Region labeling records
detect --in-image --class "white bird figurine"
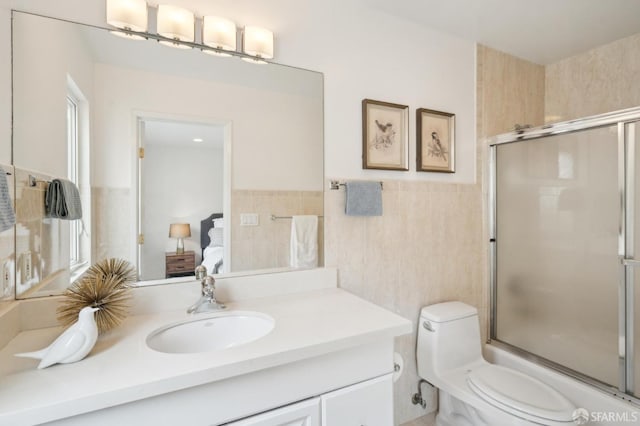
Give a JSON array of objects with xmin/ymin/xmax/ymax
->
[{"xmin": 15, "ymin": 306, "xmax": 100, "ymax": 369}]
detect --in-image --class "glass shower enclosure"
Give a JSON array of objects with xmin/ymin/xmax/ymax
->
[{"xmin": 489, "ymin": 108, "xmax": 640, "ymax": 402}]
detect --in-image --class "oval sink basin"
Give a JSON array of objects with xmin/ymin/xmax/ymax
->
[{"xmin": 147, "ymin": 312, "xmax": 275, "ymax": 354}]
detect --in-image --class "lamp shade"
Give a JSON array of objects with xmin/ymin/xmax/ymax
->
[
  {"xmin": 202, "ymin": 16, "xmax": 236, "ymax": 56},
  {"xmin": 242, "ymin": 25, "xmax": 273, "ymax": 59},
  {"xmin": 107, "ymin": 0, "xmax": 148, "ymax": 32},
  {"xmin": 169, "ymin": 223, "xmax": 191, "ymax": 238},
  {"xmin": 158, "ymin": 4, "xmax": 195, "ymax": 48}
]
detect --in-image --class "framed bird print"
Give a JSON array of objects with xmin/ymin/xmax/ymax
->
[
  {"xmin": 362, "ymin": 99, "xmax": 409, "ymax": 170},
  {"xmin": 416, "ymin": 108, "xmax": 456, "ymax": 173}
]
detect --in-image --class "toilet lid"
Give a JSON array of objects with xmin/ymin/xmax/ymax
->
[{"xmin": 467, "ymin": 365, "xmax": 576, "ymax": 423}]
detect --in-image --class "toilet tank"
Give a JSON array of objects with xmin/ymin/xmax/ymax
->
[{"xmin": 416, "ymin": 302, "xmax": 482, "ymax": 386}]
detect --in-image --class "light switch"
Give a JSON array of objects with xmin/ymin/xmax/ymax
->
[{"xmin": 240, "ymin": 213, "xmax": 259, "ymax": 226}]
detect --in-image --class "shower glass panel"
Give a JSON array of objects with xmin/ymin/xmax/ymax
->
[
  {"xmin": 625, "ymin": 122, "xmax": 640, "ymax": 398},
  {"xmin": 492, "ymin": 125, "xmax": 620, "ymax": 387}
]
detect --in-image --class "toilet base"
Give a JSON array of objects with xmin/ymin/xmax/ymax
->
[
  {"xmin": 436, "ymin": 389, "xmax": 556, "ymax": 426},
  {"xmin": 436, "ymin": 390, "xmax": 488, "ymax": 426}
]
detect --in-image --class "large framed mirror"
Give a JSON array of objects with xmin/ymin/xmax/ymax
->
[{"xmin": 12, "ymin": 11, "xmax": 324, "ymax": 298}]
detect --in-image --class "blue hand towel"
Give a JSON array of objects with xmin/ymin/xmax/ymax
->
[
  {"xmin": 345, "ymin": 181, "xmax": 382, "ymax": 216},
  {"xmin": 0, "ymin": 167, "xmax": 16, "ymax": 232},
  {"xmin": 44, "ymin": 179, "xmax": 82, "ymax": 220}
]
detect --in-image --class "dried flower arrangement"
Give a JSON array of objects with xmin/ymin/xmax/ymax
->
[{"xmin": 57, "ymin": 258, "xmax": 137, "ymax": 334}]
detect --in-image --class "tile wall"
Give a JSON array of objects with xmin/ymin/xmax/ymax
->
[
  {"xmin": 545, "ymin": 34, "xmax": 640, "ymax": 122},
  {"xmin": 231, "ymin": 190, "xmax": 324, "ymax": 272},
  {"xmin": 325, "ymin": 46, "xmax": 544, "ymax": 424}
]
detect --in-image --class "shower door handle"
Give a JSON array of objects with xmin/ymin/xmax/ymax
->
[{"xmin": 622, "ymin": 259, "xmax": 640, "ymax": 268}]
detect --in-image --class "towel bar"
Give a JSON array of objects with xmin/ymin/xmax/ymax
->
[
  {"xmin": 330, "ymin": 180, "xmax": 384, "ymax": 189},
  {"xmin": 271, "ymin": 214, "xmax": 324, "ymax": 220},
  {"xmin": 29, "ymin": 175, "xmax": 51, "ymax": 186}
]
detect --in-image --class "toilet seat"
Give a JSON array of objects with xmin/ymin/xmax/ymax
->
[{"xmin": 467, "ymin": 364, "xmax": 576, "ymax": 424}]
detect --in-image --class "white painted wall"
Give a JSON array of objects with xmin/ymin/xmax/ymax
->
[
  {"xmin": 13, "ymin": 11, "xmax": 93, "ymax": 176},
  {"xmin": 141, "ymin": 143, "xmax": 224, "ymax": 280},
  {"xmin": 93, "ymin": 62, "xmax": 322, "ymax": 191},
  {"xmin": 0, "ymin": 0, "xmax": 476, "ymax": 182}
]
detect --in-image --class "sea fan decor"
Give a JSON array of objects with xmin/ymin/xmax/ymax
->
[{"xmin": 57, "ymin": 258, "xmax": 137, "ymax": 334}]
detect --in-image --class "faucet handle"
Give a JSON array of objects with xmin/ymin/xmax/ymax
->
[
  {"xmin": 195, "ymin": 265, "xmax": 207, "ymax": 280},
  {"xmin": 202, "ymin": 275, "xmax": 216, "ymax": 297}
]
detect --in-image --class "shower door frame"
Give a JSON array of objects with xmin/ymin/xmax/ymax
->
[{"xmin": 488, "ymin": 107, "xmax": 640, "ymax": 405}]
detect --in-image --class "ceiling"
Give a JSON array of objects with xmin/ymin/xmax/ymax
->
[
  {"xmin": 144, "ymin": 120, "xmax": 224, "ymax": 149},
  {"xmin": 367, "ymin": 0, "xmax": 640, "ymax": 65}
]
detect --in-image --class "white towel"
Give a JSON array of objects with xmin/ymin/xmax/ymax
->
[{"xmin": 290, "ymin": 216, "xmax": 318, "ymax": 268}]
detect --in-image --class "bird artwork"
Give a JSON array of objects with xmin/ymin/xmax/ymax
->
[
  {"xmin": 15, "ymin": 306, "xmax": 100, "ymax": 369},
  {"xmin": 427, "ymin": 132, "xmax": 447, "ymax": 161},
  {"xmin": 372, "ymin": 120, "xmax": 396, "ymax": 150}
]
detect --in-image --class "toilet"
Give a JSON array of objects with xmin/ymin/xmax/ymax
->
[{"xmin": 416, "ymin": 302, "xmax": 576, "ymax": 426}]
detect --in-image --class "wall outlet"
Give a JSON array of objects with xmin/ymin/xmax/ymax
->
[
  {"xmin": 21, "ymin": 251, "xmax": 33, "ymax": 282},
  {"xmin": 240, "ymin": 213, "xmax": 259, "ymax": 226},
  {"xmin": 0, "ymin": 259, "xmax": 11, "ymax": 297}
]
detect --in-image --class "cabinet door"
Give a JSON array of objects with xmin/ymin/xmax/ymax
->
[
  {"xmin": 320, "ymin": 374, "xmax": 393, "ymax": 426},
  {"xmin": 226, "ymin": 398, "xmax": 320, "ymax": 426}
]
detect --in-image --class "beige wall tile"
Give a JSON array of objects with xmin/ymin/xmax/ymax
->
[
  {"xmin": 545, "ymin": 34, "xmax": 640, "ymax": 122},
  {"xmin": 231, "ymin": 190, "xmax": 324, "ymax": 272}
]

STATED GOAL - Filter the entries above and copy out every line that contains the word "shower".

OUTPUT OF THE TASK -
detect --in-image --class "glass shower enclosure"
detect --in-image --class "shower glass panel"
detect --in-image --class "shower door handle"
detect --in-image --class "shower door frame"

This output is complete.